_Dataset records_:

>> BEGIN

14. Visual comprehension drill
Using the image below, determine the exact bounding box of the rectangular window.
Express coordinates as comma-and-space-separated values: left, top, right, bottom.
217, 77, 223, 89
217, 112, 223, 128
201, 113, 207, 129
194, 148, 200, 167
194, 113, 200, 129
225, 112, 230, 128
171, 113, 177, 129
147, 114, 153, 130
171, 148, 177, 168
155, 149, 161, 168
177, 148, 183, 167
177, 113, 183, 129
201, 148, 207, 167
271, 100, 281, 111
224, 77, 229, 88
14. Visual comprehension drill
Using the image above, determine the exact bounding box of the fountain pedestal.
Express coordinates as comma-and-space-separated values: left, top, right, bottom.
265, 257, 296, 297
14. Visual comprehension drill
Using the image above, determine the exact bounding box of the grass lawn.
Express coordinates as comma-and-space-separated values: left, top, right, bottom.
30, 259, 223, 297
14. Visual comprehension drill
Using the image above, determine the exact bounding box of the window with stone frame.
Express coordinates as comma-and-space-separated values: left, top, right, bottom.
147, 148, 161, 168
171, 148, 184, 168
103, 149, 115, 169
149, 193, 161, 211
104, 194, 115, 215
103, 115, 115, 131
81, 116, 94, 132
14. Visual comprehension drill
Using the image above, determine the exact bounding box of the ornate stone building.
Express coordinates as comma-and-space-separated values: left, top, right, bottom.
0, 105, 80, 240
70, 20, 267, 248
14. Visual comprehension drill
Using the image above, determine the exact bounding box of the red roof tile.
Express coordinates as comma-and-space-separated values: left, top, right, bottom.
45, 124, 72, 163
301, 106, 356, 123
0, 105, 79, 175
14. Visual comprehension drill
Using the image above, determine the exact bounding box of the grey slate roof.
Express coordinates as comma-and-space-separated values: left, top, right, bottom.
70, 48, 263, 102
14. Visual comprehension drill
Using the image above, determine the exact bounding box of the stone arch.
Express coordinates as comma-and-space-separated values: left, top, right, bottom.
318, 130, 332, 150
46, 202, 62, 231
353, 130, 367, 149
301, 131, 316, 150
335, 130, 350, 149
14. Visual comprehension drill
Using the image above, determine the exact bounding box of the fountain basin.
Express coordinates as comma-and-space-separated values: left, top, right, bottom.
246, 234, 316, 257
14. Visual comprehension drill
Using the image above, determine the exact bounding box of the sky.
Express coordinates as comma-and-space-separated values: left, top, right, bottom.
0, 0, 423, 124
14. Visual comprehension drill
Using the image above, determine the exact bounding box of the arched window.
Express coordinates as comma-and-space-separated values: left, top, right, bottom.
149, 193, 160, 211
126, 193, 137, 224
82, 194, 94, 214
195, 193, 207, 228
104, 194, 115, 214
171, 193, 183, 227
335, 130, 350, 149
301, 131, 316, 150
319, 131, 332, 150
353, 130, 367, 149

>> END

_The exercise_: Pull out every line of the listing above that contains the word "stone", and copy each of those lines in full.

_Expected answer_:
Using the image above, determine the exact bounding box of the window with stone frame.
Using the image above, determine the exact bounding box of the ornate stone building.
Using the image above, determine the exact bounding box of the stone arch.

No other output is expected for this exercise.